Provided text »
In an interview, Draper and Smith said the closure of the Horseshoe Bend nursing home upended their hopes for revitalizing it, which both said they felt a personal connection to.

Draper, for example, got her license to become the home's administrator after starting work there as a dietary aide and seeing more than a dozen administrators and interim administrators lead the facility in just a few years.

Both underlined that the site's closure is unrelated to past quality problems noted by inspectors and said they'd hoped for a turnaround under their new management group.

According to information on government databases, the Hope facility earned average ratings on inspections in the past few years, but the Horseshoe Bend site has struggled, being selected as a "special focus facility" in January by federal regulators.

That's an intensive-monitoring designation for nursing homes with the greatest number of violations, the most serious infractions or problems that recur over a long period.

Smith and Draper said access to more resources would have improved the home's performance. For example, they would have liked to purchase tools to alert staff members when a resident gets too close to the door, which Smith said would help with situations such as one in which a resident left the facility.

For that incident, they received an "immediate jeopardy" citation, she said. That's for "a situation in which entity noncompliance has placed the health and safety of recipients in its care at risk for serious injury, serious harm, serious impairment or death," according to federal regulations.

Source data »
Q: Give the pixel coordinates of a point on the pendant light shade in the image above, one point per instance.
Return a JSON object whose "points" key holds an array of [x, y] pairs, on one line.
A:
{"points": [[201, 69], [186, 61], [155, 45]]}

Instructions to follow » Continue the article about the Horseshoe Bend nursing home closure, starting after its last sentence. The listing has no connection to the text about the nursing home closure.

Response area »
Pigg, the Horseshoe Bend resident, said he had observed some problems with maintenance during his time living there, pointing to worn trim near the ceiling of his room.

He had spoken with inspectors visiting the facility under the more intensive monitoring of recent months and sometimes he reported things he saw as problems, such as staffing levels.

"Sometimes you see changes, and sometimes they come back with 'They meet state minimums,'" he said.

"[But] we all knew that unless they got a real manager in -- someone who really cared about this place -- its days were numbered."

WHAT'S NEXT

Horseshoe Bend Mayor Craig Huckaby said the closure caught local officials off guard, adding that he'd attended an open house with hot dogs and a bounce house at the property just a few weeks before.

There's no similar facility in the town of about 2,100 people, he said. He expressed concern for the nursing home's roughly 40 employees losing their jobs during the holiday season, as well as for those who will have to travel to visit family in homes elsewhere.

"[Other homes are] not that far -- but it's 15 minutes as opposed to on the way home," he said.

By the end of the day Friday, Smith said she expected seven or eight residents to remain at the Horseshoe Bend property. Soon they too would be sent with boxes of puzzles, slippers and other possessions to nursing homes in Ash Flat, Cave City and other towns.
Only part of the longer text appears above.